» **Assignment**: Continue the extradition appeal summary from the point where it stops.

Supplied passage START

Podraza (now Wrzosek) v District Court in Kraków: extradition appeal dismissed after 20-year delay

Fugitive's abuse of process and article 8 arguments rejected despite prolonged failure to execute bench warrant.
In Jerzy Maciej Podraza (now Wrzosek) v District Court in Kraków, Poland [2026] EWHC 380 (Admin), Mr Justice Dexter Dias dismissed an appeal against an extradition order, finding that neither abuse of process nor article 8 of the ECHR provided a sufficient bar to the appellant's return to Poland to serve an 18-month custodial sentence for dishonesty offences committed in 2000.
The appellant was convicted in Poland in 2003 and given a suspended sentence, subject to probation supervision. He left for the United Kingdom in 2004 without the court's consent, triggering the activation of the suspended term. A European Arrest Warrant was issued in 2007, and extradition proceedings commenced in England. The appellant failed to attend his hearing at Westminster Magistrates' Court in 2008 — though his absence on that occasion was accepted as reasonable — and thereafter made no attempt to surrender. He remained on the Isle of Man, openly, until his arrest in October 2024. During the intervening years he applied twice, unsuccessfully, to have the Polish sentence set aside: once to the Polish courts in 2018 and once by presidential clemency petition in 2021.
Abuse of process
The appellant advanced two broad grounds for abuse of process: bad faith on the part of the authorities, and a fundamental compromise of system integrity arising from delay and the failure to execute the 2008 bench warrant.
The court found no evidential basis for bad faith. The loss of court files was, on the most plausible view, an administrative failure rather than deliberate concealment, and no rational motive for any authority to act maliciously against the appellant had been suggested. The skeleton argument had itself proceeded on a factually false premise — that no bench warrant was issued in 2008 — which was corrected once the warrant was located. This illustrated the dangers of drawing inferences from absent documentation.

Supplied passage END
Data records START

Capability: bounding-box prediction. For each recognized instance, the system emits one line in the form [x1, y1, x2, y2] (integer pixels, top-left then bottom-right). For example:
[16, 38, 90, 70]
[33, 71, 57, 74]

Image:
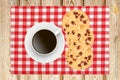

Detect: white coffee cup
[24, 22, 65, 63]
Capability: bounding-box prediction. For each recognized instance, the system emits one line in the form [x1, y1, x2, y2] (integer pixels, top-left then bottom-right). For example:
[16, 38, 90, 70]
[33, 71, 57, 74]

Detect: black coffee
[32, 29, 57, 54]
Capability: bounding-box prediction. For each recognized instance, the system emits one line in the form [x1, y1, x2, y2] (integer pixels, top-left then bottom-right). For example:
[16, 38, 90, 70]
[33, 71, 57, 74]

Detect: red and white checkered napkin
[11, 6, 109, 74]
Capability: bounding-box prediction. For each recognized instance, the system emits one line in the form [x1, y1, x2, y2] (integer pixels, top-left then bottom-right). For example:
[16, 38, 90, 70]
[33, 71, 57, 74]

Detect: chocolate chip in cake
[80, 15, 84, 18]
[84, 62, 87, 65]
[73, 11, 78, 15]
[70, 55, 73, 58]
[73, 59, 76, 61]
[67, 32, 70, 34]
[84, 33, 87, 36]
[71, 21, 75, 25]
[83, 20, 86, 24]
[77, 33, 81, 37]
[65, 24, 69, 27]
[86, 29, 90, 34]
[77, 46, 80, 49]
[69, 61, 72, 64]
[88, 55, 92, 60]
[88, 37, 91, 41]
[85, 41, 89, 45]
[73, 42, 76, 45]
[79, 52, 82, 56]
[75, 16, 78, 18]
[84, 57, 87, 59]
[78, 38, 80, 42]
[78, 63, 81, 67]
[76, 55, 79, 57]
[63, 29, 66, 31]
[72, 31, 75, 34]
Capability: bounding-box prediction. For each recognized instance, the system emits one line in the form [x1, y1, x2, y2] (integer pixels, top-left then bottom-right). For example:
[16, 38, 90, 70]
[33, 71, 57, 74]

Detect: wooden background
[0, 0, 120, 80]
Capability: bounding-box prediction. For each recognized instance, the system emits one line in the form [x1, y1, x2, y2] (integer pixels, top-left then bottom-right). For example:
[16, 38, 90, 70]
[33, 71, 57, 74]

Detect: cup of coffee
[24, 22, 65, 63]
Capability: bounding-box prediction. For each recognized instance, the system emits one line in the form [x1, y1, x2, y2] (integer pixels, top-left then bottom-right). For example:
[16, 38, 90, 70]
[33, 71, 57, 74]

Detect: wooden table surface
[0, 0, 120, 80]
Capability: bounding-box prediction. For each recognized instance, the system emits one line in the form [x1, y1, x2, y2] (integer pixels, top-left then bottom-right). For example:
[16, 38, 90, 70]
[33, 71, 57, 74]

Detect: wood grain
[0, 0, 120, 80]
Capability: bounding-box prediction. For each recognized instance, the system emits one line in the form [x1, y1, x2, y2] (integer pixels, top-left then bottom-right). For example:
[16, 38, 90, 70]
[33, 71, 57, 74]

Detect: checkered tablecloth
[10, 6, 109, 74]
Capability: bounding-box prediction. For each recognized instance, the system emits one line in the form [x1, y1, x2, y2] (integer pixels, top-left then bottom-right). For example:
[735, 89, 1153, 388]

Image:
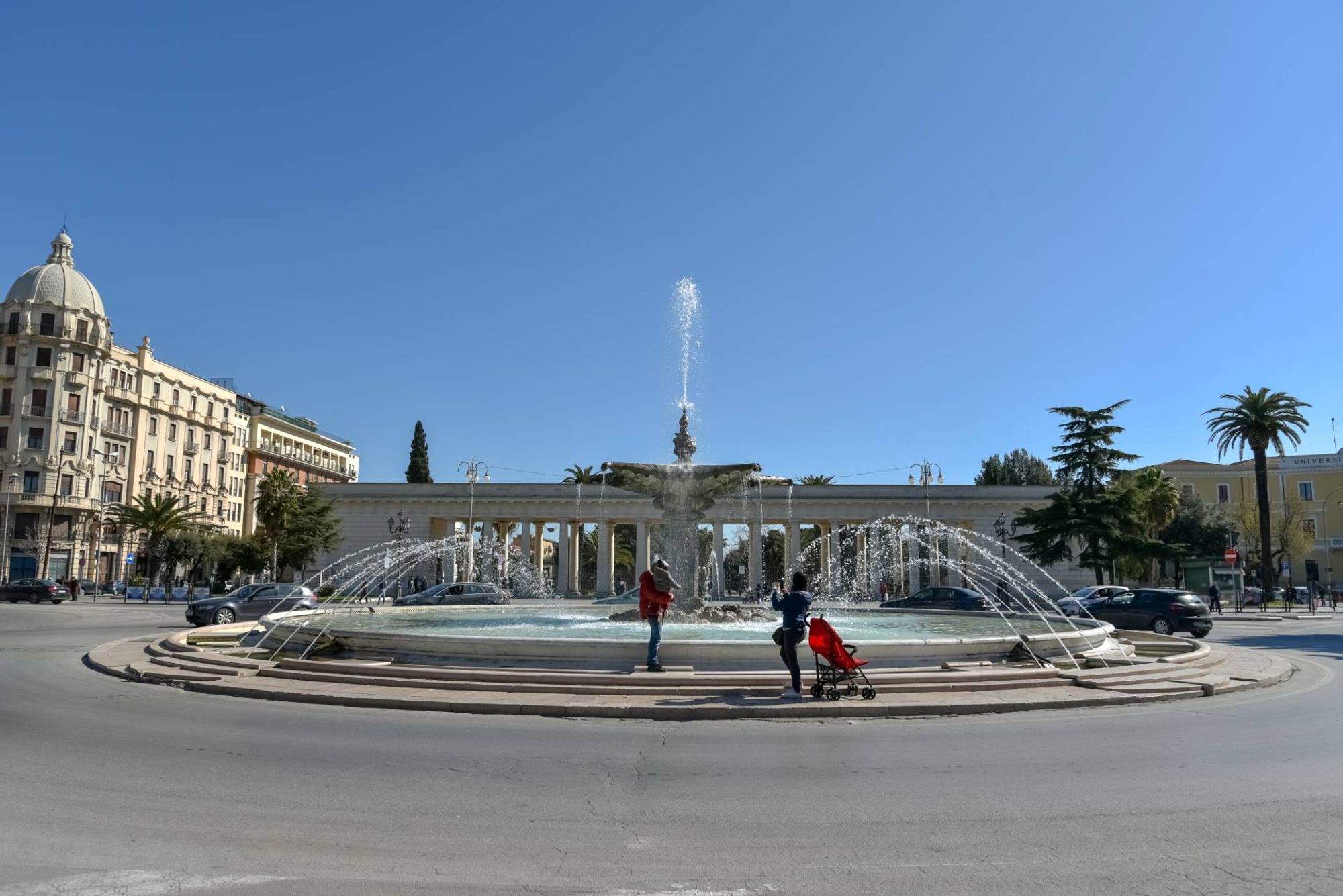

Data records END

» **Exercise answer**:
On system integrity, the court reaffirmed that abuse of process is a residual jurisdiction, exercisable only where the statutory extradition regime itself has been usurped and the requested person suffers demonstrable forensic prejudice: Belbin v France [2015] EWHC 149 (Admin). No tactical advantage from the change of statutory regime had been identified. The appellant had himself absconded from the extradition proceedings, necessitating the fresh warrant under the post-Brexit Trade and Cooperation Agreement arrangements. The court further noted that delay, however prolonged, is addressed within the statutory framework under section 14 of the Extradition Act 2003, and is not a free-standing ground for invoking the abuse jurisdiction. The appellant could not credibly claim a "false sense of security" when he had consistently been refused relief by the Polish courts and knew his sentence remained outstanding.
Article 8
Applying the Celinski balance sheet and the Supreme Court's recent guidance in Andrysiewicz v Poland [2025] UKSC 23 — that article 8 will defeat extradition only in cases of exceptionally severe family impact — the court upheld the district judge's proportionality assessment. The appellant's wife, a qualified engineer, had continued to manage the family's affairs during his conditional bail period in Coventry. The two young children, though affected, were receiving medical support and their difficulties were not irreversible. The court accepted that the British nationality of the children was not a weighty factor on these facts, since no one suggested they would be obliged to relocate to Poland.
The court also followed Pabian v Poland [2024] EWHC 2431 (Admin) in acknowledging that the UK authorities' prolonged failure to arrest the appellant on the 2008 warrant was relevant to the article 8 balance, as it had allowed him to establish deeper family roots. Some weight was afforded to this. Nevertheless, the public interest in extradition — encompassing comity, deterrence and the rule of law — prevailed. The appellant had knowingly built his family life on the fragile foundation of unresolved fugitive status, and the impact of extradition did not reach the threshold of exceptional severity.
The appeal was dismissed.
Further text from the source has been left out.